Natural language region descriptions
▽
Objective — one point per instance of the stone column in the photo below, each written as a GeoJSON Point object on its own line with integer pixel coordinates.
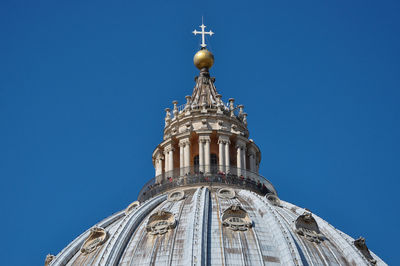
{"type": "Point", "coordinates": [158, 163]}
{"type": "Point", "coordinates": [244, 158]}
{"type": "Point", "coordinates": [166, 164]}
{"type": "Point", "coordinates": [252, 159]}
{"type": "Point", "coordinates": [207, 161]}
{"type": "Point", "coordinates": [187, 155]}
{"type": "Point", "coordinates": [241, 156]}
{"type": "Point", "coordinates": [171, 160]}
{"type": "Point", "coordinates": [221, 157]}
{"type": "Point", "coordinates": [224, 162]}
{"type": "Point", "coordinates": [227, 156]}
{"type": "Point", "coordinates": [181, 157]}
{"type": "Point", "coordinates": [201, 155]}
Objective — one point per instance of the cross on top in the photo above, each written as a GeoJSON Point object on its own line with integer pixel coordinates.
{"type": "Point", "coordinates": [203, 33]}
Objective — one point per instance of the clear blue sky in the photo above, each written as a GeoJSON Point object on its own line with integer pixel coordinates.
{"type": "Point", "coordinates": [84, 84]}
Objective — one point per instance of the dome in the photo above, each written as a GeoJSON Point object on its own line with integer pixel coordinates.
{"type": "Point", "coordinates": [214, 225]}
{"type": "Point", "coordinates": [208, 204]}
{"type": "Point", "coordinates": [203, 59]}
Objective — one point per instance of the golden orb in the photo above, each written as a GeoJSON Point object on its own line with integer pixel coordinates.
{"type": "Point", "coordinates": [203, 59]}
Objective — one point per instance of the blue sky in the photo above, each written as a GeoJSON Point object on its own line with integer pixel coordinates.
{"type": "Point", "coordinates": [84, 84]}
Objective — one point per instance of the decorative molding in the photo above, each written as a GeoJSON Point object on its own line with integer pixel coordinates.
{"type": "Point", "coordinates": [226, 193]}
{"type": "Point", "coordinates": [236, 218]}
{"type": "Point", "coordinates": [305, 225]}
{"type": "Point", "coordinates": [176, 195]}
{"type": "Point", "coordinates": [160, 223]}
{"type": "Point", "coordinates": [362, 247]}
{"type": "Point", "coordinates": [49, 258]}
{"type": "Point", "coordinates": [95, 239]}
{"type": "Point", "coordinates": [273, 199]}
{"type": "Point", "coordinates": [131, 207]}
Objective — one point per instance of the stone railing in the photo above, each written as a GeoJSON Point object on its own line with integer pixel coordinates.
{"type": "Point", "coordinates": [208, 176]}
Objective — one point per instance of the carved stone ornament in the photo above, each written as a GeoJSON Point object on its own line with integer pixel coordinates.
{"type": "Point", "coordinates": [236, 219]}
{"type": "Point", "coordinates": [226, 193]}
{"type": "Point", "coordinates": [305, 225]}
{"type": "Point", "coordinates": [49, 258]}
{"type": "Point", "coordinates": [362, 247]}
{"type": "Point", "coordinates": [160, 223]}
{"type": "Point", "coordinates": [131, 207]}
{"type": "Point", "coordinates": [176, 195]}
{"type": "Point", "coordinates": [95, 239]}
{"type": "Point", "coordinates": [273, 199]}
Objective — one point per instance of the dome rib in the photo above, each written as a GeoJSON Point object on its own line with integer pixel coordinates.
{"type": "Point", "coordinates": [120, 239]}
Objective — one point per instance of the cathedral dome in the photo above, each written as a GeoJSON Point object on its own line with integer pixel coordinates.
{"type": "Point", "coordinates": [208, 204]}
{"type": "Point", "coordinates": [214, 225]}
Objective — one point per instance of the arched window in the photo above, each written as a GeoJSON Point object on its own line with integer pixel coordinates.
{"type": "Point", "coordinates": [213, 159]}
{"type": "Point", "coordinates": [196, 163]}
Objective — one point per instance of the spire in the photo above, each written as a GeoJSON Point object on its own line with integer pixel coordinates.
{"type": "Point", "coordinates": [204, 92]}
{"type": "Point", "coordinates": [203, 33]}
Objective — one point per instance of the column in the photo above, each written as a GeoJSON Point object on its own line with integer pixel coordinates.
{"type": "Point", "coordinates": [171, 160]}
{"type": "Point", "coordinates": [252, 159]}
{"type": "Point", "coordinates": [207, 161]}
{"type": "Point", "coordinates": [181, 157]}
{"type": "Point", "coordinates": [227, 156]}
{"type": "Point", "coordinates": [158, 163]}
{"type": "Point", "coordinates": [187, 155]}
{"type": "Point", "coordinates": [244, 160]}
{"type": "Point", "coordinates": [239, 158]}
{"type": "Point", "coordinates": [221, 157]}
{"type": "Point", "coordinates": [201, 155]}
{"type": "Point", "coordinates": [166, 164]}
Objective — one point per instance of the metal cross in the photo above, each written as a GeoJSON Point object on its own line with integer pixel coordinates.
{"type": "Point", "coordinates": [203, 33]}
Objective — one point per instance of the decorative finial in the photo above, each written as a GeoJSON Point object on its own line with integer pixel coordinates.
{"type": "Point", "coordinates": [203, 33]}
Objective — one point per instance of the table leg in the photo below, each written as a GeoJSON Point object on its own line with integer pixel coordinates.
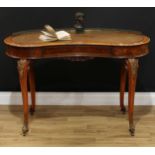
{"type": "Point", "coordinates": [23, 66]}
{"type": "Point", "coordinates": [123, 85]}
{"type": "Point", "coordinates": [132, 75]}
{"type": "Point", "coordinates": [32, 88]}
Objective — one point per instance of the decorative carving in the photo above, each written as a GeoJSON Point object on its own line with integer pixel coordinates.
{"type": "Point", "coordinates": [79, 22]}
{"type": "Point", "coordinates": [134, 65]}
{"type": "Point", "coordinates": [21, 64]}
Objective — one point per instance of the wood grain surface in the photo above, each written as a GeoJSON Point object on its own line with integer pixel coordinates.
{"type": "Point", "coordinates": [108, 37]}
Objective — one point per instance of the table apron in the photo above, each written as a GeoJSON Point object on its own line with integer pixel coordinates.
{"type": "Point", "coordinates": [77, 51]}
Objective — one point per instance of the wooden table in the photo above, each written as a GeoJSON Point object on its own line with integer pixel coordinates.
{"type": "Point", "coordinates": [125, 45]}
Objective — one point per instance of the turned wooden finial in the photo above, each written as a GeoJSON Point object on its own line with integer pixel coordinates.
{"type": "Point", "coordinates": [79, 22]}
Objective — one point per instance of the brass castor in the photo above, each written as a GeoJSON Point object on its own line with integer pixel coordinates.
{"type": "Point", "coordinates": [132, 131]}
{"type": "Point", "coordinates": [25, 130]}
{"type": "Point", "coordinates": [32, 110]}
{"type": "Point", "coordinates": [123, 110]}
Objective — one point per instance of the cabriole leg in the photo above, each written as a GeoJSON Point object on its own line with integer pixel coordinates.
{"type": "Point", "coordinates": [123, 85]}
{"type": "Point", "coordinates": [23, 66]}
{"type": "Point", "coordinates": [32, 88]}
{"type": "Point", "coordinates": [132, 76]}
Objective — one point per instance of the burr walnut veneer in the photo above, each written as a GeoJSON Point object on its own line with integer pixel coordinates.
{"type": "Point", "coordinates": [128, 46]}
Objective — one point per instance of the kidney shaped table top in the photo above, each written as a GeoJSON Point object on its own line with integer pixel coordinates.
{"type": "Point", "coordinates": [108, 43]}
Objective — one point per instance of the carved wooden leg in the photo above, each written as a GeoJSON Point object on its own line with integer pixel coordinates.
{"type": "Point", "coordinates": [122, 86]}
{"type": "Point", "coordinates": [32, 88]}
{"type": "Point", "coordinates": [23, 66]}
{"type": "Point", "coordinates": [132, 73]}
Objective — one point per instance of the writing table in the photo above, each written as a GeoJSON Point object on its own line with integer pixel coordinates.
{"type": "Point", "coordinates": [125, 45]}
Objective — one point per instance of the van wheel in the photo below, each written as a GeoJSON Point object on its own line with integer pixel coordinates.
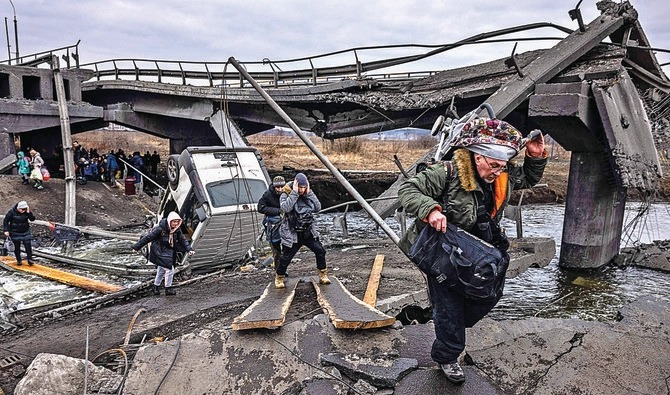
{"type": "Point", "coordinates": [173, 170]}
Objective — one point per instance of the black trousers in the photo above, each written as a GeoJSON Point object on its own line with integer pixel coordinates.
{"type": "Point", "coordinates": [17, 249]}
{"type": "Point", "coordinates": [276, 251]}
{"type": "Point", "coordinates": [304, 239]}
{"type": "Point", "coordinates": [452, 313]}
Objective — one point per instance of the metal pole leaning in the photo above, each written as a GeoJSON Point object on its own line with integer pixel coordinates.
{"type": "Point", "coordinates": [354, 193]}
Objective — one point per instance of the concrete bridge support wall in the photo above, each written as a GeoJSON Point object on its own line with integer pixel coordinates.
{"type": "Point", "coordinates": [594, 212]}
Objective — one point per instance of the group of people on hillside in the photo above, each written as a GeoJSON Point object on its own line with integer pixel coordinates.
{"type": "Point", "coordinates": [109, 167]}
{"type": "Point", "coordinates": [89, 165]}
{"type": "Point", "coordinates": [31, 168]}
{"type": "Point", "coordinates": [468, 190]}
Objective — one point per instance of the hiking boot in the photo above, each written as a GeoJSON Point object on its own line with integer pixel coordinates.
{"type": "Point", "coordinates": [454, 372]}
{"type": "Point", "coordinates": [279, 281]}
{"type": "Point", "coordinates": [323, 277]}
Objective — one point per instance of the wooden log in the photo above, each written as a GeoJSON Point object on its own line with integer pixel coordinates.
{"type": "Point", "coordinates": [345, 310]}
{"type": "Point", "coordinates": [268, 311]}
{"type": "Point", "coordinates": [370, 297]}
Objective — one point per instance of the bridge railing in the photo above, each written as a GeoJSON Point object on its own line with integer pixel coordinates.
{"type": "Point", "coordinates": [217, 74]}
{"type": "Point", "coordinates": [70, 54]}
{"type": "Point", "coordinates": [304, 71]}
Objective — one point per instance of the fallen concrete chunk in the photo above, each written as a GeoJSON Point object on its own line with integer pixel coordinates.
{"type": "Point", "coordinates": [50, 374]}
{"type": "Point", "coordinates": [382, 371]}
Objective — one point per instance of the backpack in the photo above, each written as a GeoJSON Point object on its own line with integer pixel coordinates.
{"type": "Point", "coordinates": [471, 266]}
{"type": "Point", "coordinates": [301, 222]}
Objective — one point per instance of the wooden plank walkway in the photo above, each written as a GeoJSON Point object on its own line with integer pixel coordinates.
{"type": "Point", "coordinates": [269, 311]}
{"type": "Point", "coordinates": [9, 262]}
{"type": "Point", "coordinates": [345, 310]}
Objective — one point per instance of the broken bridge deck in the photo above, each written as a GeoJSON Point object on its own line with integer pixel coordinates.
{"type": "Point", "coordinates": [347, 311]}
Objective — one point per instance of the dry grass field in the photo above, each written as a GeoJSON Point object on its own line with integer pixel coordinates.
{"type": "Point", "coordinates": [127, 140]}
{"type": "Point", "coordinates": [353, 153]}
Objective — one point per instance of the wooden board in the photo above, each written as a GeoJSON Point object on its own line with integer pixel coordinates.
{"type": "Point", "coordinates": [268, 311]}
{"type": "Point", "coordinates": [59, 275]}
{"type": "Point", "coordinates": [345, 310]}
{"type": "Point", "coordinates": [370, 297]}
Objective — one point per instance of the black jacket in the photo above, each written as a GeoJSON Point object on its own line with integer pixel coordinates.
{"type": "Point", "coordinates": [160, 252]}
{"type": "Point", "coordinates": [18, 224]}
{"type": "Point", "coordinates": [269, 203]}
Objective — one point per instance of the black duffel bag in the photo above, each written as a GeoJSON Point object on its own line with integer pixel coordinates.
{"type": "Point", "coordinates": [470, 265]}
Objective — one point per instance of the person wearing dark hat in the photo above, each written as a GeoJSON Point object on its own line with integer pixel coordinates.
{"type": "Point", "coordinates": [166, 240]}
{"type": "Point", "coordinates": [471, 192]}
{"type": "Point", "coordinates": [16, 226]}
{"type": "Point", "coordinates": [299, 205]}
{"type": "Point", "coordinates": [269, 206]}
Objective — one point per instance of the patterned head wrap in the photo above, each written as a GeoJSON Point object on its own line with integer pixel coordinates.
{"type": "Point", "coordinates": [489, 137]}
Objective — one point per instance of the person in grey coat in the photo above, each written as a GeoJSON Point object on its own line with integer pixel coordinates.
△
Exercise goal: Find where "Objective — one point per instance of the patterned" occurs in the data, and please write out that line through the last line exactly, with nothing else.

Solution to this task:
Objective — one point per instance of the patterned head wrap in the photo above, each written as a GeoJSON Point object on its own line with integer pixel coordinates.
{"type": "Point", "coordinates": [489, 137]}
Objective — one point per instance of the person in grey coat in the photo above, each written as a GeoJSON Point object on its own line with integer pixel coordinates.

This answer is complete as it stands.